■ What you should do ■
I would like the listing below retyped exactly, line by line.

■ Data ■
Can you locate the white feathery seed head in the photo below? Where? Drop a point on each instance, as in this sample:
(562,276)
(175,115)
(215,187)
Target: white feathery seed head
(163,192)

■ Solution ■
Can you locate the white feathery seed head in the photo below? Where? Drop a point on each instance, as in this sample:
(562,276)
(175,115)
(215,187)
Target: white feathery seed head
(163,192)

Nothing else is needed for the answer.